(Point localization data)

* * *

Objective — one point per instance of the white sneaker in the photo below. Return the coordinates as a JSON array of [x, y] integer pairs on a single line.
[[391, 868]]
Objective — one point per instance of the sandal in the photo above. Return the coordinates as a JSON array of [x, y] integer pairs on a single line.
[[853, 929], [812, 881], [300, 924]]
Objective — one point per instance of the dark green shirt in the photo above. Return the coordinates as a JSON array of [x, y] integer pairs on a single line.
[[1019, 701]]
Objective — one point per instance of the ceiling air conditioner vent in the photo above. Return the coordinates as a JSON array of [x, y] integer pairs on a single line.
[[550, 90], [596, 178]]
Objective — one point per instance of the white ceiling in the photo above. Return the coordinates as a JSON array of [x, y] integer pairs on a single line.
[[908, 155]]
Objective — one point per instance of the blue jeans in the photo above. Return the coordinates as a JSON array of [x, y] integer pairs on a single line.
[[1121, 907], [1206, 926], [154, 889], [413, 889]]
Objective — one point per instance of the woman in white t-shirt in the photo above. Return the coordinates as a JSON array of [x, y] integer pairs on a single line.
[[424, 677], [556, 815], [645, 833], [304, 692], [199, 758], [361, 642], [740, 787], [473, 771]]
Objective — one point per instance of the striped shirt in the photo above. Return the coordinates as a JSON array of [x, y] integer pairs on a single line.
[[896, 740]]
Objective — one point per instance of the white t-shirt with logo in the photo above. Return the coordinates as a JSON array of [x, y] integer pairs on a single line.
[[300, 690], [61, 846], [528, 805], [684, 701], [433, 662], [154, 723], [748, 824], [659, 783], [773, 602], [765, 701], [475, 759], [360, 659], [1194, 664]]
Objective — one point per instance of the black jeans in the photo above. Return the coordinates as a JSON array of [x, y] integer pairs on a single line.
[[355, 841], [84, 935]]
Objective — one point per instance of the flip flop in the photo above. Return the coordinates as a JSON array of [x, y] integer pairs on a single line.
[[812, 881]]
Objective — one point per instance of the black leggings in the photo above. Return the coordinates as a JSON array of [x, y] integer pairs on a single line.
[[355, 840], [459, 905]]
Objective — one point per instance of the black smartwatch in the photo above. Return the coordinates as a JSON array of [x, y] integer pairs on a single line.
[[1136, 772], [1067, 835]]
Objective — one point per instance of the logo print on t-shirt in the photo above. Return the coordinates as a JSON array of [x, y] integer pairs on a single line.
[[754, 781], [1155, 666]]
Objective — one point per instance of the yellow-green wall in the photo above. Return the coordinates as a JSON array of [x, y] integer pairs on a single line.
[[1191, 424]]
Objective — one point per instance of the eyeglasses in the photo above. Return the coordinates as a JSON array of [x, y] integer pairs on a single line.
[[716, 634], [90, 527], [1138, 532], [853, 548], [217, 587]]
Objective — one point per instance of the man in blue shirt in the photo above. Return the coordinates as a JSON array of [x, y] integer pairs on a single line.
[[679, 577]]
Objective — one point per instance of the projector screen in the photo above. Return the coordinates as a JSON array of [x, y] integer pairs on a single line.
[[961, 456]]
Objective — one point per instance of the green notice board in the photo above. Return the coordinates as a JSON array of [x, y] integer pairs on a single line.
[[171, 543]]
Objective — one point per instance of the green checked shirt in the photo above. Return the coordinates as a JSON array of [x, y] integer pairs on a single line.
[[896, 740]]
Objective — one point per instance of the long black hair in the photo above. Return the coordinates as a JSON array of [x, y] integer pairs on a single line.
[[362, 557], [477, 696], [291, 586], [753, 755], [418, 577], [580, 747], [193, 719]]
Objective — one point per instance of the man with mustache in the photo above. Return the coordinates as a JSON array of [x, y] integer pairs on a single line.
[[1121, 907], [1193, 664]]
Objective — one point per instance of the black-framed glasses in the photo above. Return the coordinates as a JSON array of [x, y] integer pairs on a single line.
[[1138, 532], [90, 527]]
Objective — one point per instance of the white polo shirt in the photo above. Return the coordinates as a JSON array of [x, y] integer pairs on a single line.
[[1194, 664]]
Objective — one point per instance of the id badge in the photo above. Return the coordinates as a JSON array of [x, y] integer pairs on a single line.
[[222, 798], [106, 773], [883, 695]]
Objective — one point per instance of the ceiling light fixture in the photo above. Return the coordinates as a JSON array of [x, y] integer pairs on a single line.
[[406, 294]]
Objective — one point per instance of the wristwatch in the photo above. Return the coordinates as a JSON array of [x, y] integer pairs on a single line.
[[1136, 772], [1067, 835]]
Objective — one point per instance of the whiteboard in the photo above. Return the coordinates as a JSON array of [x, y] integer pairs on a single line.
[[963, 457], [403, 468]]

* * *

Top to bottom, the records above must be output exactly.

Problem solution —
Objective — one point per instance of the white sneaker in the photo below. Return the coordinates as a JSON array of [x, y] integer pairs on a single line.
[[391, 868]]
Objective — one point per instance of the sandal in the photo above. Return the coordinates as a JSON array of [x, y] integer pairs on a single line.
[[853, 929], [812, 881], [300, 924]]
Objective — one point per instance of the dark green shirt in the photo above. Return the coordinates as a JSON array of [x, y] integer pairs on a single line.
[[1019, 701]]
Objective — one point per instance of the ceiling air conditioner vent in the photo above. Return the coordinates as a JSON array of [x, y] integer pairs on a single line.
[[550, 90], [596, 178]]
Objective — one point per instance of the white ceiling in the photo above. Return the coordinates as a JSON array of [x, y] integer pairs on a single line.
[[908, 155]]
Objective — one point per instance of the blue jeans in the photo above. Return the coordinates as a JSON array of [x, y] integer pairs on a single line.
[[1121, 907], [1206, 926], [154, 889], [413, 889]]
Objective — one point per instance of the woman in white t-shirt in the photo above. Return the coordinates as a JSON array of [x, y] integer pairs on a single line.
[[424, 677], [556, 815], [645, 833], [304, 692], [199, 758], [361, 642], [740, 787], [473, 771]]
Objective — one point per instance of the striped shirt in the photo above. Return the coordinates as a JSON array of [x, y] integer pairs on a single line.
[[896, 740]]
Objective — one point per instance of the white t-shirt with logo in the photo above. Return the coordinates as a JSON array of [x, y] integer pairs on a single line.
[[300, 690], [61, 846], [528, 805], [684, 701], [433, 662], [154, 723], [748, 824], [659, 783], [773, 602], [765, 701], [475, 759], [360, 659], [1194, 664]]
Objective — one point per instance of the black jeans in the photo above. Return the coordinates as a JSON array of [x, y] integer pairs on a single line.
[[355, 841], [84, 935]]
Objective — one point per instance of the flip flop in the photo above. Return the coordinates as a JSON array of [x, y] integer pairs on a single line.
[[812, 881]]
Objective — one point per instance of the black leggings in the photo above. Return the coordinates as a JSON array of [x, y] integer pairs on a single line.
[[355, 840], [459, 905]]
Objective — one point per instance of the black smartwatch in the photo above. Return the coordinates as a JSON array of [x, y] integer pairs on a single line.
[[1136, 772], [1067, 835]]
Objective — one point per instance of the logo print on t-shirt in the photo above. Return the coordinates as a JSON array of [x, y] integer pairs on a single line.
[[754, 781], [1155, 666]]
Objective — one point per instance of the yellow-green wall in the photo above. Return the coordinates as a JSON array of [x, y] integer pairs on a single line.
[[1191, 424]]
Objective — one point per instance of the eyeglasses in the photo above. Return the coordinates as a JSON array of [x, y] integer pairs on a single line.
[[716, 634], [90, 527], [1138, 532], [853, 548], [217, 587]]
Objective — one point per instance of the man in blue shirt in the photo above. Return the coordinates as a JSON array of [x, y] integer pairs on a single line.
[[679, 577]]
Objective — one point per instance of the projector screen in the photo above. Return the coordinates as a JSON array of [x, y] integer pairs on a single line.
[[961, 456]]
Objective — one point per instance of the green notice board in the photo above. Return the coordinates as a JSON array of [x, y] integer pairs on a single line.
[[171, 543]]
Objective — one point per instance of the green checked shirt in the photo above. Return the coordinates as a JSON array of [x, y] integer pairs on a single line.
[[896, 740]]
Objective — one point per instance of the long black hair in the photo above. Return the coordinates as a JSON array of [x, y] integer pairs on a single line.
[[362, 557], [477, 696], [291, 586], [753, 755], [418, 577], [580, 747], [193, 719]]
Objective — one point per instance of the man with mustache in the photo above. Return the coordinates as a JSON array of [x, y] integer pairs on a single line.
[[1121, 907], [1193, 664]]
Objective — one point per instance of the black-framed glasses in the photo above. Return the coordinates as a JSON array of [x, y] integer pairs on a single line.
[[1138, 532], [90, 527]]
Objective — one point per instance of the white polo shirt in the photo above. Return the coordinates as a JSON array of [x, y] integer pairs on a single line.
[[1194, 664]]
Objective — one point per instance of the id badge in the photo above. Return the coordinates as a JSON array of [x, y] integer pairs on a single line.
[[222, 798], [106, 773], [883, 695]]
Objective — one point per instance of the ceiling light fixture in the photo above. Return the coordinates as a JSON array of [x, y] integer pairs on a single line.
[[406, 294]]
Objective — one point per instance of the wristwatch in the photo above. Return the coordinates as a JSON array of [x, y] integer pairs on a single line.
[[1136, 772], [1067, 835]]
Objective — one point per instance of the whiteboard in the photo above. Return the coordinates as a JSON array of [x, y] integer pairs on a single line.
[[963, 457], [403, 468]]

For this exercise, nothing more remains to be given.